• **THE INPUT**
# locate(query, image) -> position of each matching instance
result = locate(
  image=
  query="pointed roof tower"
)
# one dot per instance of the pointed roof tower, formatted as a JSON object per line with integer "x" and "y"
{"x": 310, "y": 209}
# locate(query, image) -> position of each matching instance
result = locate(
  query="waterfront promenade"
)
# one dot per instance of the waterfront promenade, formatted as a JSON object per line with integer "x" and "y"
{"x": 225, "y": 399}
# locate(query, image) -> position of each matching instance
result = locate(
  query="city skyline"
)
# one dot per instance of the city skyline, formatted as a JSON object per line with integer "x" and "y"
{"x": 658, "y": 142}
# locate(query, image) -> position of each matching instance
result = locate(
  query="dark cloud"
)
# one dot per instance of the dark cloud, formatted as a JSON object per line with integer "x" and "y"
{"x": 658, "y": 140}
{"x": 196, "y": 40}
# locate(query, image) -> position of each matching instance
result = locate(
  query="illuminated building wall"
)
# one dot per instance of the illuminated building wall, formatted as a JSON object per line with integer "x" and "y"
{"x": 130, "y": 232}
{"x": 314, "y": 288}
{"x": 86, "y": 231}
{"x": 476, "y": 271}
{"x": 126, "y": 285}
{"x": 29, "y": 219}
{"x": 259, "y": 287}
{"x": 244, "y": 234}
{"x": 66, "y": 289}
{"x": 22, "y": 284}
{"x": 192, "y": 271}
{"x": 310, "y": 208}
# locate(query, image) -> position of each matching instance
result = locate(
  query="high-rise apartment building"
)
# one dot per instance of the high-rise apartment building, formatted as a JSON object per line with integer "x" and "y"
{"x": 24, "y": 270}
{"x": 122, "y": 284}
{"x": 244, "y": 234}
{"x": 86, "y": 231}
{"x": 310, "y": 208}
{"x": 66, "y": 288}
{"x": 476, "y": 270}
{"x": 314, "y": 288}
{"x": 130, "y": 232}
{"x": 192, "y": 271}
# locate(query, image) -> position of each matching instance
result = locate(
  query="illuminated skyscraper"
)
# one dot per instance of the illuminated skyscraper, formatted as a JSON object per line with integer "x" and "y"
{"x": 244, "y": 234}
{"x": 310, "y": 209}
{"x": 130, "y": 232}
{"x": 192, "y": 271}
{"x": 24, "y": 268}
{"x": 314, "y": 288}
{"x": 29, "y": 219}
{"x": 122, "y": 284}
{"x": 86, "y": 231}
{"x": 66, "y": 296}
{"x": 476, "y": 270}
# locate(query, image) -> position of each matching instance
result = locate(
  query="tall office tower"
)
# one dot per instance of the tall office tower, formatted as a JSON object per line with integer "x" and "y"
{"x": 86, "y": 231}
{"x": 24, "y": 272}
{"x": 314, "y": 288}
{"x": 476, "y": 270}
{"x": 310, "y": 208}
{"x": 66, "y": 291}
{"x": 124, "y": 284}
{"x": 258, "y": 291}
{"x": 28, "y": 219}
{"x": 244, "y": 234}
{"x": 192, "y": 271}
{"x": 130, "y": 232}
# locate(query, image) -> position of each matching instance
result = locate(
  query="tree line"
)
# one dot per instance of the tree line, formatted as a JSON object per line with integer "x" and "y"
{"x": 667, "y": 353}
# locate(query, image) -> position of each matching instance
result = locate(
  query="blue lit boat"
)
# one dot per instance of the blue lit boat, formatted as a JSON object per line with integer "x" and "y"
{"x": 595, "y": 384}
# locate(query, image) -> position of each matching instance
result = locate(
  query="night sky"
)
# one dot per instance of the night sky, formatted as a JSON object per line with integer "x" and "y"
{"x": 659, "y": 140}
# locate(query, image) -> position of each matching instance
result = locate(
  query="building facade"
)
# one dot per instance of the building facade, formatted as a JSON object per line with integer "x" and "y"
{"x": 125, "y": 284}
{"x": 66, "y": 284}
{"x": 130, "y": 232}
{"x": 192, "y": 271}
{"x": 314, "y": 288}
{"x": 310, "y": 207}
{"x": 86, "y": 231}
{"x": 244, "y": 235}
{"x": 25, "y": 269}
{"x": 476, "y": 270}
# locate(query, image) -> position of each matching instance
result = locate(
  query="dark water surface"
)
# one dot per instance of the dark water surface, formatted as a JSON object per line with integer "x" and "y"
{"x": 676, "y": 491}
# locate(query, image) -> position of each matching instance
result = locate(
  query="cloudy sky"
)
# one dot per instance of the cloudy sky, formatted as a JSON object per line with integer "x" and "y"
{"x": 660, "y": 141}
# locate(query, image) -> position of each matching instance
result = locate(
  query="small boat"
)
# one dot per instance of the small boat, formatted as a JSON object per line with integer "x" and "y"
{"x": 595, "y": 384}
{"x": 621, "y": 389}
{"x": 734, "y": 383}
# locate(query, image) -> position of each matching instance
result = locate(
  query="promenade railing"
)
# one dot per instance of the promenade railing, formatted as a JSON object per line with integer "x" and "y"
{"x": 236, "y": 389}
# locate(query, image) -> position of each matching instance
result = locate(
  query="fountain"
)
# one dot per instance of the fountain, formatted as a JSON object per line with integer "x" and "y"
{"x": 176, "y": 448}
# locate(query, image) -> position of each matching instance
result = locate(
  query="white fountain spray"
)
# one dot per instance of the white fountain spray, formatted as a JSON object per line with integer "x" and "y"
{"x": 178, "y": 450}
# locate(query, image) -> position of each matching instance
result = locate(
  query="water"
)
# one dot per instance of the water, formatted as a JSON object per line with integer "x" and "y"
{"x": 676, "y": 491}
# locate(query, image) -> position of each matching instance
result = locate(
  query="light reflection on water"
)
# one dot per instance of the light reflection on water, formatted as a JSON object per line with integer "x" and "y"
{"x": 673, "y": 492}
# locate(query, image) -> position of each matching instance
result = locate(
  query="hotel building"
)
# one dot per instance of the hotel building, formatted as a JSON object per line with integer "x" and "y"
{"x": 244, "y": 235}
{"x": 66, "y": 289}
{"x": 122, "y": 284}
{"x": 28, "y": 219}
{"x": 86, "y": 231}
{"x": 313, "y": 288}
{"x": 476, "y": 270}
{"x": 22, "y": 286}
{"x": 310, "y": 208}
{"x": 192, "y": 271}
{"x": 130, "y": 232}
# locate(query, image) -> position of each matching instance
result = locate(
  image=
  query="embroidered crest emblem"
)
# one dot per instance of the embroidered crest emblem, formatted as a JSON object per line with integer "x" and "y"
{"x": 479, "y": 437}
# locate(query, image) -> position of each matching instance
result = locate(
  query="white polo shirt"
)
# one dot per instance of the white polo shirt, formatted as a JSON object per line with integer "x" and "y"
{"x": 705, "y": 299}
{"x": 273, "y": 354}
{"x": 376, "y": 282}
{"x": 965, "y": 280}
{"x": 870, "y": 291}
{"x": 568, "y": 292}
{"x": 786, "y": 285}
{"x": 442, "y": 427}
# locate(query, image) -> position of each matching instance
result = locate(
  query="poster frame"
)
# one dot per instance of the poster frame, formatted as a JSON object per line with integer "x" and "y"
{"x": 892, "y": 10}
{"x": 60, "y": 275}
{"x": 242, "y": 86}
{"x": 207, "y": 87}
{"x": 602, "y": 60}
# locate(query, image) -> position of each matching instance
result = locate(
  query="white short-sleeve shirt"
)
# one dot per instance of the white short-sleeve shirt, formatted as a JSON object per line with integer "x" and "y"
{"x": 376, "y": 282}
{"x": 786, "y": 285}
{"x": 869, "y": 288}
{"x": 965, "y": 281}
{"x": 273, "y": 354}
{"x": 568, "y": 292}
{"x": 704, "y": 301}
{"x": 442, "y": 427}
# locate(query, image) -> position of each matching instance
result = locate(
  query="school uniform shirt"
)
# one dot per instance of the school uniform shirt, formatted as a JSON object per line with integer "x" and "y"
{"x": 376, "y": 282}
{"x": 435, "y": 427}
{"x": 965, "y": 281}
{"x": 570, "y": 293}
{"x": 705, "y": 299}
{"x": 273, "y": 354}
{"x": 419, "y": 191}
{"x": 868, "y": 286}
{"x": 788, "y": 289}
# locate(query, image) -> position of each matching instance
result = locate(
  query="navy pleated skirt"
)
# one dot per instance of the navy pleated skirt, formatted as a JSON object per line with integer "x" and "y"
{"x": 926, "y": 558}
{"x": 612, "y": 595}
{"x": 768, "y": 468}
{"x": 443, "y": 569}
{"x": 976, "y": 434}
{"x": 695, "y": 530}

• **WHAT TO DO**
Count the lines in the listing above that contain the word "illuminated", treating uppercase and lowercase as different, and reply with the number alone.

• **CORRECT OUTPUT**
4